• _Passage provided_
▬▬▬

I suspect that it’ll spark both compliments and conversations (in which I’ll shamelessly look for an excuse to undo the watch and show everybody the IG logo on the back).
If you’re looking for a watch in the $200 to $400 range, I highly recommend going with Undone Watches and customizing a piece that you’ll be proud to wear for years to come.
Overall Undone Watch Review Score: 4.6/5
Undone Watches Price
The Minimalist Silver starts at $249 as a price point, and with the customizations I made, the final price came to $289, plus tax.
As I mentioned above, I was lucky enough to receive my Minimalist for free as a review sample (there are definitely some perks to this job).
But this is a watch I would have been more than willing to pay for.
Getting a well-made, stylish and timeless watch for sub-300 bucks is already a good value deal.
But when you throw in the customizations that make it unique and personalized to you, it’s really kind of a steal.

▬▬▬

• _Given material_
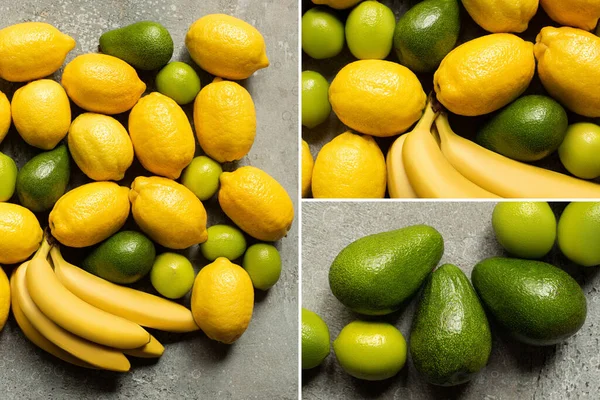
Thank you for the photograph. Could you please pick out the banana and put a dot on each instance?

▬▬▬

• _Exercise instructions_
Extend the Undone watch review, picking up right after its final sentence and keeping its tone and first-person voice.

• _Exercise answer_
Where are Undone Watches made?
All of Undone’s custom watches are made at the company’s headquarters in Hong Kong, and express-shipped for free anywhere in the world. (You can learn more about how their watches are made on Undone’s website.)
Are Undone Watches automatic?
It depends on which base model you choose. Undone offers watches with both mechanical movement and automatic custom watch movements, both of which are supplied by famous watch manufacturer Seiko.
The Urban and the Minimalist, which I reviewed, use the meca-quartz movement, while the Aqua has automatic movement.